[Data excerpts]
# # # # # # #
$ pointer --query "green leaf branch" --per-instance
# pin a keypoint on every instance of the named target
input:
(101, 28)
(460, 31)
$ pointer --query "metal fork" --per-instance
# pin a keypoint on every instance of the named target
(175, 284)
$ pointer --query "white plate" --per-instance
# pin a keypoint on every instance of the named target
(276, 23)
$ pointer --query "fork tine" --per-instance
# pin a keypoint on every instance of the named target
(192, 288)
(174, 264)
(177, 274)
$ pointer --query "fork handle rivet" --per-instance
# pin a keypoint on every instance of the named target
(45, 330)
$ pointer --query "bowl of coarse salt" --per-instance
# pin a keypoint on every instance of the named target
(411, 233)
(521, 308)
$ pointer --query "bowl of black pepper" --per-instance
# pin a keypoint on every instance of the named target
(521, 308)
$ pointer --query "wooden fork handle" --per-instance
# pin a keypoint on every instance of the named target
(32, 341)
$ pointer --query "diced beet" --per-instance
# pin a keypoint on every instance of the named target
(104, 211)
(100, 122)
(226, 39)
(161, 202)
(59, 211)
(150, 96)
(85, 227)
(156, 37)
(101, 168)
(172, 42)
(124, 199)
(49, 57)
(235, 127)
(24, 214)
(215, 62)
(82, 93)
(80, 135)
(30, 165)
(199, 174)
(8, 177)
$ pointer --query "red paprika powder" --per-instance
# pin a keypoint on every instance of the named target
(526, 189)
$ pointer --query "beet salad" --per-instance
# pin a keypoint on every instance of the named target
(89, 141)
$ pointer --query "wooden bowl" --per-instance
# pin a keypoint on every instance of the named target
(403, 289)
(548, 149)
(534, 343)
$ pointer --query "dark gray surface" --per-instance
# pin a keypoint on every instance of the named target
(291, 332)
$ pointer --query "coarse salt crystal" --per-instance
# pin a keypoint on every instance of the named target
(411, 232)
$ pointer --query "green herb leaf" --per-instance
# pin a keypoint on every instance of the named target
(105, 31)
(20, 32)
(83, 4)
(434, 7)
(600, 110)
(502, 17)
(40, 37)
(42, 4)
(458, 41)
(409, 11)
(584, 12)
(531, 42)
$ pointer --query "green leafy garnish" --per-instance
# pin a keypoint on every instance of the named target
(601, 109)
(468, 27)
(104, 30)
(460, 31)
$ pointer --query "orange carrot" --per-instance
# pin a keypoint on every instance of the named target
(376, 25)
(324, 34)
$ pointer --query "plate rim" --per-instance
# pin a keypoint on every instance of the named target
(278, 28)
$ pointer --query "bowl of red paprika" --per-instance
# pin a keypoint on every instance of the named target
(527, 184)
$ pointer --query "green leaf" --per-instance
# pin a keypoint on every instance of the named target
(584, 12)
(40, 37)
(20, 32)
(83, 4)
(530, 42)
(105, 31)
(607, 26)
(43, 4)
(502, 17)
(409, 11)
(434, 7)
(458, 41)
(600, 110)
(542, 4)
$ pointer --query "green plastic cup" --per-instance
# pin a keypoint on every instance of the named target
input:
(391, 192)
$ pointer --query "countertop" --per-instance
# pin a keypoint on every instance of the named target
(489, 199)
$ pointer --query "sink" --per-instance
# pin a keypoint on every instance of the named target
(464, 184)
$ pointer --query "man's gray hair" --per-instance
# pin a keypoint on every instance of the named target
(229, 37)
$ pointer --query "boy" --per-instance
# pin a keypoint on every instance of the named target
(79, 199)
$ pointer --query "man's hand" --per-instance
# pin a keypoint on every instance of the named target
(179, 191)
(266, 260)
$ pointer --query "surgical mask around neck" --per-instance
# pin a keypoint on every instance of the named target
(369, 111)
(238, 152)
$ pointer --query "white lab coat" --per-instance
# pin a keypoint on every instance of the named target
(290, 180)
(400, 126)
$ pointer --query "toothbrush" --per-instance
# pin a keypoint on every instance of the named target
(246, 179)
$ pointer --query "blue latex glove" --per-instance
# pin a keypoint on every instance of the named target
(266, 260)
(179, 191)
# # # # # # #
# EXERCISE DESCRIPTION:
Write the data out again, verbatim.

# TASK RESULT:
$ pointer --query "green leaf branch" --per-instance
# pin a keypoint on every instance of the named target
input:
(101, 28)
(460, 31)
$ pointer --query "metal fork" --per-instance
# pin a keypoint on every instance of the named target
(175, 284)
$ pointer --query "white plate" --per-instance
# pin a keypoint on every instance of the named target
(276, 23)
$ pointer --query "fork tine" --per-instance
# pin a keypoint on every instance of the named target
(192, 288)
(174, 264)
(177, 274)
$ pointer --query "fork handle rivet" --per-instance
# pin a keypoint on every instance of the named target
(45, 330)
$ pointer --query "bowl of coarse salt" --per-instance
# pin a keypoint on every instance of the named target
(411, 233)
(521, 308)
$ pointer --query "bowl of black pepper" --per-instance
# pin a keypoint on every instance of the named target
(521, 308)
$ pointer --query "wooden fork handle" --per-instance
# pin a keypoint on every instance of the named target
(32, 341)
$ pointer --query "diced beet" --per-instance
# pin a keypoint on every instance of the named target
(104, 211)
(100, 122)
(226, 39)
(161, 202)
(59, 211)
(150, 96)
(85, 227)
(156, 37)
(101, 168)
(172, 42)
(124, 199)
(49, 57)
(235, 127)
(24, 214)
(215, 62)
(82, 93)
(80, 135)
(30, 165)
(199, 174)
(8, 177)
$ pointer --query "red paprika powder" --per-instance
# pin a keypoint on every instance of the named target
(526, 189)
$ pointer --query "beet salad" --per-instance
# pin a keypoint on every instance of the named target
(89, 141)
$ pointer --query "wooden bowl" --per-instance
# pin a keypoint on every instance of the named target
(403, 289)
(548, 149)
(534, 343)
$ pointer --query "dark gray surface" --per-instance
# pin a keypoint on every instance of the named target
(291, 332)
$ pointer --query "coarse salt crystal" --per-instance
# pin a keypoint on every instance of the named target
(411, 232)
$ pointer --query "green herb leaf" --per-instance
# pin a keypoint on every instance of the named target
(105, 31)
(20, 32)
(83, 4)
(434, 7)
(600, 110)
(502, 17)
(40, 37)
(42, 4)
(458, 41)
(409, 11)
(584, 12)
(531, 42)
$ pointer --query "green leafy garnish" --per-instance
# pin a keypoint on every instance of the named target
(601, 109)
(468, 27)
(104, 30)
(460, 31)
$ pointer --query "orange carrot" --per-instance
# pin a keypoint on every instance of the named target
(376, 25)
(324, 34)
$ pointer --query "plate rim" --per-instance
# pin a keypoint on every instance of the named target
(278, 28)
$ pointer --query "bowl of red paprika" --per-instance
# pin a keypoint on every instance of the named target
(527, 184)
$ pointer --query "green leaf" --per-instance
# pin a keypoint on every instance of the named target
(584, 12)
(40, 37)
(20, 32)
(83, 4)
(530, 42)
(105, 31)
(607, 26)
(43, 4)
(502, 17)
(409, 11)
(434, 7)
(458, 41)
(600, 110)
(542, 4)
$ pointer --query "green plastic cup" --per-instance
# pin a keypoint on every instance of the named target
input:
(391, 192)
$ pointer --query "countertop" --per-instance
# pin a keypoint on every instance of the named target
(489, 199)
$ pointer --query "sink" --per-instance
# pin a keypoint on every instance of the named target
(464, 184)
$ pointer --query "man's gray hair" --per-instance
# pin a keypoint on every instance of the named target
(229, 37)
$ pointer --query "boy" --per-instance
# pin a keypoint on every instance of the named target
(79, 199)
$ pointer --query "man's hand" --per-instance
# pin a keypoint on every instance of the named target
(179, 191)
(266, 260)
$ pointer --query "surgical mask around neck" --per-instance
# pin a keypoint on every instance of the named target
(369, 111)
(238, 152)
$ pointer --query "white lab coat" --per-instance
# pin a keypoint on every instance of the named target
(290, 180)
(400, 126)
$ pointer --query "toothbrush" --per-instance
# pin a keypoint on every instance of the named target
(246, 179)
$ pointer --query "blue latex glove" --per-instance
# pin a keypoint on every instance of the named target
(266, 260)
(179, 191)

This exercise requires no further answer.